▸ **Brief**
Exactly repeat the line that contains "Reviewer note: confirm that each instance of the white zip-up", then every line after it up to and including the final line.
──────── Dataset extract
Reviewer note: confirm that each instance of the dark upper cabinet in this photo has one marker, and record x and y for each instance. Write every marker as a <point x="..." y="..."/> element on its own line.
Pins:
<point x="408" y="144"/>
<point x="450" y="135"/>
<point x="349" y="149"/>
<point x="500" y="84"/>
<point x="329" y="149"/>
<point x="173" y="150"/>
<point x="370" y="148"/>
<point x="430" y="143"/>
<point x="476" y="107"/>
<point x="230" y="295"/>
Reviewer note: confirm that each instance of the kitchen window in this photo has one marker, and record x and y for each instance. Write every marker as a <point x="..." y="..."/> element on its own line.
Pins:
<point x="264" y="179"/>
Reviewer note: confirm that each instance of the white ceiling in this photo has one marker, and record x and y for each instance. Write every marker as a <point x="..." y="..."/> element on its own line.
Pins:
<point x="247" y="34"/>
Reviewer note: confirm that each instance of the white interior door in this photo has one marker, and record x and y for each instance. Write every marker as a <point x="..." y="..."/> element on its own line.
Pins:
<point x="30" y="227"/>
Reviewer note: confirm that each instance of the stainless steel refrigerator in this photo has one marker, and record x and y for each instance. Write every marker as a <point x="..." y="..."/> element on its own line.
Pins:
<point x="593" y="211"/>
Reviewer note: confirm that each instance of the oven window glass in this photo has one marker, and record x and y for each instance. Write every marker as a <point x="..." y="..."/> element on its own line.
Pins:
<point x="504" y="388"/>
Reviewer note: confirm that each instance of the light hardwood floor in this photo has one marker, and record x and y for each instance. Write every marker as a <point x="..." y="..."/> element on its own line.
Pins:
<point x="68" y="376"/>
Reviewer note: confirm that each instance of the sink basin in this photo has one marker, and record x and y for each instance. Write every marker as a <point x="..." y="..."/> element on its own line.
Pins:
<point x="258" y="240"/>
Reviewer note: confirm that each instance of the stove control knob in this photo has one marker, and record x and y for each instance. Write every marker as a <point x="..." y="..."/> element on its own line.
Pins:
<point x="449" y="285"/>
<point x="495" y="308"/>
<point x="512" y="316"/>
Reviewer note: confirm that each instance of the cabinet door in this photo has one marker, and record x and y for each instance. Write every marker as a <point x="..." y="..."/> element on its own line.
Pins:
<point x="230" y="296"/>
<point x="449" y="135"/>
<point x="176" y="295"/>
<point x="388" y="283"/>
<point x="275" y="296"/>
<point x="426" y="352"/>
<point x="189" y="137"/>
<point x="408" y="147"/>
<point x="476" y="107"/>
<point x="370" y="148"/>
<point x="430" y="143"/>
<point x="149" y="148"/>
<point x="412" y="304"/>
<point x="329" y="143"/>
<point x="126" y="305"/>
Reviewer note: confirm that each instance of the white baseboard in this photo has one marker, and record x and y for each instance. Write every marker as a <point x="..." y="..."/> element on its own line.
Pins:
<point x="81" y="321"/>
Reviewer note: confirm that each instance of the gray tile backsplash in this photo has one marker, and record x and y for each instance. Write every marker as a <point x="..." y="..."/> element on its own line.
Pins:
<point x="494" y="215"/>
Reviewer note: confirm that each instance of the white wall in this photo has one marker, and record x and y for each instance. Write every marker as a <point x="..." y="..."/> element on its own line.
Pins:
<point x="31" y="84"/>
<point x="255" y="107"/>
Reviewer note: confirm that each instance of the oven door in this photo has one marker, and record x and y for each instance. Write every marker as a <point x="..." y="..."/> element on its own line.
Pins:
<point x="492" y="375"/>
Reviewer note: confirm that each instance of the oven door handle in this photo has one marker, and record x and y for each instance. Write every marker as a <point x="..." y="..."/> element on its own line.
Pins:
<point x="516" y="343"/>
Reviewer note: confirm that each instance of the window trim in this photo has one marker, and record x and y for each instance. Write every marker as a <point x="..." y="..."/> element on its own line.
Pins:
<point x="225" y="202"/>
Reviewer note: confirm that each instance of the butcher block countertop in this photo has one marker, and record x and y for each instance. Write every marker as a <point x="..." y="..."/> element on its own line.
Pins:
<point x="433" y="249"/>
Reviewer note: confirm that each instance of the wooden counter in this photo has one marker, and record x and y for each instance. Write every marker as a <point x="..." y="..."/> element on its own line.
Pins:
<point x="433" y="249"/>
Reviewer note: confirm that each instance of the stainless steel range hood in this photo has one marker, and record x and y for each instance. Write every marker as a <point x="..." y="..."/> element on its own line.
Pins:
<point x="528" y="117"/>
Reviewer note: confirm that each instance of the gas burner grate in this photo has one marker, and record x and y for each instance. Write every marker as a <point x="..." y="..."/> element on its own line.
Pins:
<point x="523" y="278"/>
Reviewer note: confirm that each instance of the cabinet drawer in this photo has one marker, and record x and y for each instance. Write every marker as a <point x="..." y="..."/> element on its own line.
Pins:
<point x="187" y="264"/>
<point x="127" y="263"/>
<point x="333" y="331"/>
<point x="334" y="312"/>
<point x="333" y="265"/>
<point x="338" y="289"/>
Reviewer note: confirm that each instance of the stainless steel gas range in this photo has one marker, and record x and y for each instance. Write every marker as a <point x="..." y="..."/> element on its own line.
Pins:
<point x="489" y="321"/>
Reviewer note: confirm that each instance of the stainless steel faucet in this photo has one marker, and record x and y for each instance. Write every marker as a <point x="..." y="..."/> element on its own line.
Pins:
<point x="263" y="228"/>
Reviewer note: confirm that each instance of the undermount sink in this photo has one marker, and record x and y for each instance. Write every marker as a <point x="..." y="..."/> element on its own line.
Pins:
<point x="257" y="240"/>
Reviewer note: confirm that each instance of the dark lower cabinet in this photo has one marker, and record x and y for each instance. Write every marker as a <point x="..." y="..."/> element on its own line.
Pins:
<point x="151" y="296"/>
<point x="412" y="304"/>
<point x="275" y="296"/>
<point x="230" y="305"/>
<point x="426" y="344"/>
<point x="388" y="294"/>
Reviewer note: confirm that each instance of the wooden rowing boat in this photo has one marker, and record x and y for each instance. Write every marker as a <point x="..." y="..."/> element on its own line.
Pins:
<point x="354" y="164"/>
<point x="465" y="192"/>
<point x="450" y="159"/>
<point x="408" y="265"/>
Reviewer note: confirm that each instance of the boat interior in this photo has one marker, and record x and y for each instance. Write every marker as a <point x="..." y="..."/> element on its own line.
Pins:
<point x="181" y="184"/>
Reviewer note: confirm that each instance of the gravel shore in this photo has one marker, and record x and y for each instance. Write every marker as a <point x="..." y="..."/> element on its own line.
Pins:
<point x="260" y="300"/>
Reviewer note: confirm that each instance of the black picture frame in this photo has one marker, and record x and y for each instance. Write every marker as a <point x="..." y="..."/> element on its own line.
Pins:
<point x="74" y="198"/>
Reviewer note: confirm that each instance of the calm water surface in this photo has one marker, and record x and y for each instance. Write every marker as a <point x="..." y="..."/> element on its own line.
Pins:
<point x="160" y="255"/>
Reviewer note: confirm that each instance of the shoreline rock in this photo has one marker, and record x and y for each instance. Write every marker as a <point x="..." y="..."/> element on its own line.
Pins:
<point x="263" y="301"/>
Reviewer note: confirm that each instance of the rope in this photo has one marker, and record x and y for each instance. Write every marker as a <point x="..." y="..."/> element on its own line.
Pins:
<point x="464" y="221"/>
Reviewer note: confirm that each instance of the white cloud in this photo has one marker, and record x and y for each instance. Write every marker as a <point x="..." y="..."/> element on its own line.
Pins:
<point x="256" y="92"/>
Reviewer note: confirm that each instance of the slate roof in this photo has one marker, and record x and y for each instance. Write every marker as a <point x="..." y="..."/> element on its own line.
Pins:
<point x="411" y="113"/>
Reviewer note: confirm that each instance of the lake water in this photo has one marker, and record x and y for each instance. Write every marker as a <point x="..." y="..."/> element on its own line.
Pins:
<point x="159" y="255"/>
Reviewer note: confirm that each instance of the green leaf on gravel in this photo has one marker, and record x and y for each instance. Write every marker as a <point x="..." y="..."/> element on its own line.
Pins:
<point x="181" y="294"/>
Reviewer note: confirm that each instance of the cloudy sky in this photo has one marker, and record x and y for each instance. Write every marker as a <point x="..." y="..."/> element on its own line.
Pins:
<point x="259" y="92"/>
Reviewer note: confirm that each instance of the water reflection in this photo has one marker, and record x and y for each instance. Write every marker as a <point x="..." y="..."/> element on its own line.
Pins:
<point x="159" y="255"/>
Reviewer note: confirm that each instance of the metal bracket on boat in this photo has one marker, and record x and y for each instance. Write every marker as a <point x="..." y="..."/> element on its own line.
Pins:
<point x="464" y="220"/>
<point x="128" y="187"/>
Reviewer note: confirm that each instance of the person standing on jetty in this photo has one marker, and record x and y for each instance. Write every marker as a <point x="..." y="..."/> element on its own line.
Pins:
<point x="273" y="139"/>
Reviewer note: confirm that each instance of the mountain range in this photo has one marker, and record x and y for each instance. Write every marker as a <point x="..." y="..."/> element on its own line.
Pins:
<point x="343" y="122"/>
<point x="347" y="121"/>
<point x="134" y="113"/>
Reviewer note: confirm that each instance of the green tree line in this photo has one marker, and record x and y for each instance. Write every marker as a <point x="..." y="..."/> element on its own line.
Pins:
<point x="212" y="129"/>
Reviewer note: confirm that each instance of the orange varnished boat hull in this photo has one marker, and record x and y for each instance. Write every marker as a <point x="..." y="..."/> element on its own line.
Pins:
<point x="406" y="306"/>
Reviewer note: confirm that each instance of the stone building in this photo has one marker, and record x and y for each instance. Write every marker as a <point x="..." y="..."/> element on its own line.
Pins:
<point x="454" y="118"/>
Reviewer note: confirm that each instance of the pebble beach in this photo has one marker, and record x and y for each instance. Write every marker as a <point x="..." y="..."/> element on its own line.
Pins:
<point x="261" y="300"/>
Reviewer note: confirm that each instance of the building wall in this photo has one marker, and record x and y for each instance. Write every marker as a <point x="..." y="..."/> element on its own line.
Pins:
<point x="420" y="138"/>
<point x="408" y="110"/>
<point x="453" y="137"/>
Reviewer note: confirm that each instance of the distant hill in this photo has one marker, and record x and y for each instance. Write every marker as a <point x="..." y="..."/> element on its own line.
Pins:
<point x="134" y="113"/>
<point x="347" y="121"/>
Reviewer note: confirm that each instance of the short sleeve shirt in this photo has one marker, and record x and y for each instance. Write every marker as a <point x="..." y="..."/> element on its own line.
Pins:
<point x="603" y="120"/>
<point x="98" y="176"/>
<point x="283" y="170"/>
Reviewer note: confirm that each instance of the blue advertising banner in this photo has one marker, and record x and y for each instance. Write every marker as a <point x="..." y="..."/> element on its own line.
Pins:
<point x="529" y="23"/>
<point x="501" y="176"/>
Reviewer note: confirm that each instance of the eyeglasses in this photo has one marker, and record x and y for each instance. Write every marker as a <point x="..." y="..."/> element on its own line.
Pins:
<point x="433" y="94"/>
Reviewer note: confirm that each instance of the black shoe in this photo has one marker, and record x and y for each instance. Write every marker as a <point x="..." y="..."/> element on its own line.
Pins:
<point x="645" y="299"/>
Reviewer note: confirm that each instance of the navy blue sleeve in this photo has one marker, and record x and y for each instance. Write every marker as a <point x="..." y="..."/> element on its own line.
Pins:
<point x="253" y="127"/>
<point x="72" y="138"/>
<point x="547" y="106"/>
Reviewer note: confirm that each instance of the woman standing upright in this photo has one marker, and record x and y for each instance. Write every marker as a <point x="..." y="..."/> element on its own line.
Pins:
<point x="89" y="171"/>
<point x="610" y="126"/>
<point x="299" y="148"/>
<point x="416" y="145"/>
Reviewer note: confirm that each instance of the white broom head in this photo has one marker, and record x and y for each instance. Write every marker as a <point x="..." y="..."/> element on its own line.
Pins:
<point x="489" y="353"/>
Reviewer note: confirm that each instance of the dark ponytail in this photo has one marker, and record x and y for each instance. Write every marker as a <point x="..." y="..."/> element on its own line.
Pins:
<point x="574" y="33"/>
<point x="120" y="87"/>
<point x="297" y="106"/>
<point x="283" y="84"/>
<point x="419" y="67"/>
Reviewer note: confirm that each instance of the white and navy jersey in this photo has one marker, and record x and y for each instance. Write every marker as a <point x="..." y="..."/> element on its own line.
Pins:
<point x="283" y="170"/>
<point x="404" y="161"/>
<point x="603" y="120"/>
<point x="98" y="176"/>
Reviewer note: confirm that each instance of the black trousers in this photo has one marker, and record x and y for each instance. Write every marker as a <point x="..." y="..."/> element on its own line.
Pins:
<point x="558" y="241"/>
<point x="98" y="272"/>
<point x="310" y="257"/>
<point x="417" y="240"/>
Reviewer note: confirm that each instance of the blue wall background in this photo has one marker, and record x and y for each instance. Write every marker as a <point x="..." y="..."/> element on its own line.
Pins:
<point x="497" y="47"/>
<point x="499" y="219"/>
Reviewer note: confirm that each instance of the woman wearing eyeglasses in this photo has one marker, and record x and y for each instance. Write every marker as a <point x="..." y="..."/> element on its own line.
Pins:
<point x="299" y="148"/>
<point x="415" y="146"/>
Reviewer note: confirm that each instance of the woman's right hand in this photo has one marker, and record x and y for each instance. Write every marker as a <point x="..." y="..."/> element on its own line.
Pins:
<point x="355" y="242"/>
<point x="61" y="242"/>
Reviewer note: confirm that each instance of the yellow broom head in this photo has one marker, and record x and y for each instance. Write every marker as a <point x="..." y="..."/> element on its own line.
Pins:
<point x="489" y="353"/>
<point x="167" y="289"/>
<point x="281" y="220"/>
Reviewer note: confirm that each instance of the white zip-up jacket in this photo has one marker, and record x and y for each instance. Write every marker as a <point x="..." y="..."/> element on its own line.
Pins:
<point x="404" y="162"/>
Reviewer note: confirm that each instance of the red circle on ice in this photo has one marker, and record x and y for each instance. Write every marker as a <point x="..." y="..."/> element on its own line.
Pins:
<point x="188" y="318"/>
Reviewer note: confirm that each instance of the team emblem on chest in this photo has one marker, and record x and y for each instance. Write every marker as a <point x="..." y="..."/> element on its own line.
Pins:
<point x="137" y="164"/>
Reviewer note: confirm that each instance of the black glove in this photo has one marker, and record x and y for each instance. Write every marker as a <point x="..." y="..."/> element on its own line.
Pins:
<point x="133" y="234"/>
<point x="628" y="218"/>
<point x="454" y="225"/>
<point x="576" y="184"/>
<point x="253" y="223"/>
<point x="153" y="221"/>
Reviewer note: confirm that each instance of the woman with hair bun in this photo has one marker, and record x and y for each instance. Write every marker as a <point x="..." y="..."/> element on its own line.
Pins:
────────────────
▸ **Finished answer**
Reviewer note: confirm that each instance of the white zip-up jacket in this photo has one marker, and record x and y for each instance. Write every marker as a <point x="..." y="..."/> element on its own line.
Pins:
<point x="404" y="162"/>
Reviewer note: confirm that each instance of the red circle on ice in this photo has one marker, and record x and y for each instance. Write every marker as a <point x="..." y="..."/> element on its own line.
Pins:
<point x="188" y="318"/>
Reviewer note: confirm that each instance of the team emblem on chest in this photo has one marker, and record x and y for each instance. Write every marker as a <point x="..." y="..."/> element on its own line.
Pins:
<point x="137" y="164"/>
Reviewer note: confirm that each instance of the black glove in this photo has one marker, and record x and y for each instance. Write every marker as a <point x="..." y="..."/> element on its own line.
Pins:
<point x="133" y="234"/>
<point x="628" y="218"/>
<point x="454" y="225"/>
<point x="576" y="184"/>
<point x="253" y="223"/>
<point x="153" y="221"/>
Reviewer note: confirm that each instance of the woman with hair bun in this photo has one marker, and record x and y for each instance. Write every marker as a <point x="..." y="..."/> element on its own line.
Pins:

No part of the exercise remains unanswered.